## [The task]
Locate the line containing "the form [102,18]." in the material below; repeat it and every line after it, exactly as written.

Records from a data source
•••

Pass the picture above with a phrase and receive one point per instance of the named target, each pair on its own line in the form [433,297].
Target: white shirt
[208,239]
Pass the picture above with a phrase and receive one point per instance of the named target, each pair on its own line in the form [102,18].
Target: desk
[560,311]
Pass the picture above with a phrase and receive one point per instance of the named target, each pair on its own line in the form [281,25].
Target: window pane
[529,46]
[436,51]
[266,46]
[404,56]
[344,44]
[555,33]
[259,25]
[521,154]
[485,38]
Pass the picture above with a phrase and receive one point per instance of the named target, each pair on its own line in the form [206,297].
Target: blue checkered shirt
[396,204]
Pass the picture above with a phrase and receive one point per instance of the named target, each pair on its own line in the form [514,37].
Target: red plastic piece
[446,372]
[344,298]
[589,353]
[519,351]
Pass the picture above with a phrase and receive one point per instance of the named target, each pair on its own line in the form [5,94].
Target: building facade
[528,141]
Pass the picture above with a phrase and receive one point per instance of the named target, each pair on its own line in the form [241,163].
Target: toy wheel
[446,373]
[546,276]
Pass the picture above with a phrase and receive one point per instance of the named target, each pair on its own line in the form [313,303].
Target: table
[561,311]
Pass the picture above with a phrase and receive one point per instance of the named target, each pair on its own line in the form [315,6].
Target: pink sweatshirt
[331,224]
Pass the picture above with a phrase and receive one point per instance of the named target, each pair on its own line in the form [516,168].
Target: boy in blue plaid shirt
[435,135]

•••

## [Result of this exercise]
Pass the picture above with a phrase and receive one point per instance of the named target, each pair on its own line in the form [102,18].
Target: desk
[560,311]
Pass the picture above with a phrase and receive one point per instance of the named target, each pair on its own line in the form [281,25].
Target: window pane
[529,46]
[436,51]
[266,46]
[404,56]
[344,44]
[555,33]
[259,25]
[521,154]
[485,38]
Pass the picture above with a phrase and receive one point per instance of the named target, each pair on its own line in the form [206,297].
Target: blue checkered shirt
[396,204]
Pass the picture above with a phrase and receive one point per instance of the named target, each pair on its own line in the form [514,37].
Target: red plastic piece
[446,372]
[344,298]
[589,353]
[519,351]
Pass the picture above with a phrase and receive one point per instance of the named target, each pair on its own line in the form [5,94].
Target: building facade
[528,141]
Pass the picture above with a phrase and receive one point per instance of the named target, each pair on its own line in the form [241,163].
Target: toy wheel
[446,373]
[546,276]
Pass the picture above with a phrase and receive one point per instance of the named target, each pair on its own line in the form [313,303].
Target: table
[561,311]
Pass the picture above with a phrase and receive one point per instance of the named target, each pair on its own line in the form [315,6].
Target: pink sweatshirt
[331,224]
Pass the picture above with a phrase and receive one point per instance of the named target, each pair on its own line in the form [516,168].
Target: boy in blue plaid shirt
[435,135]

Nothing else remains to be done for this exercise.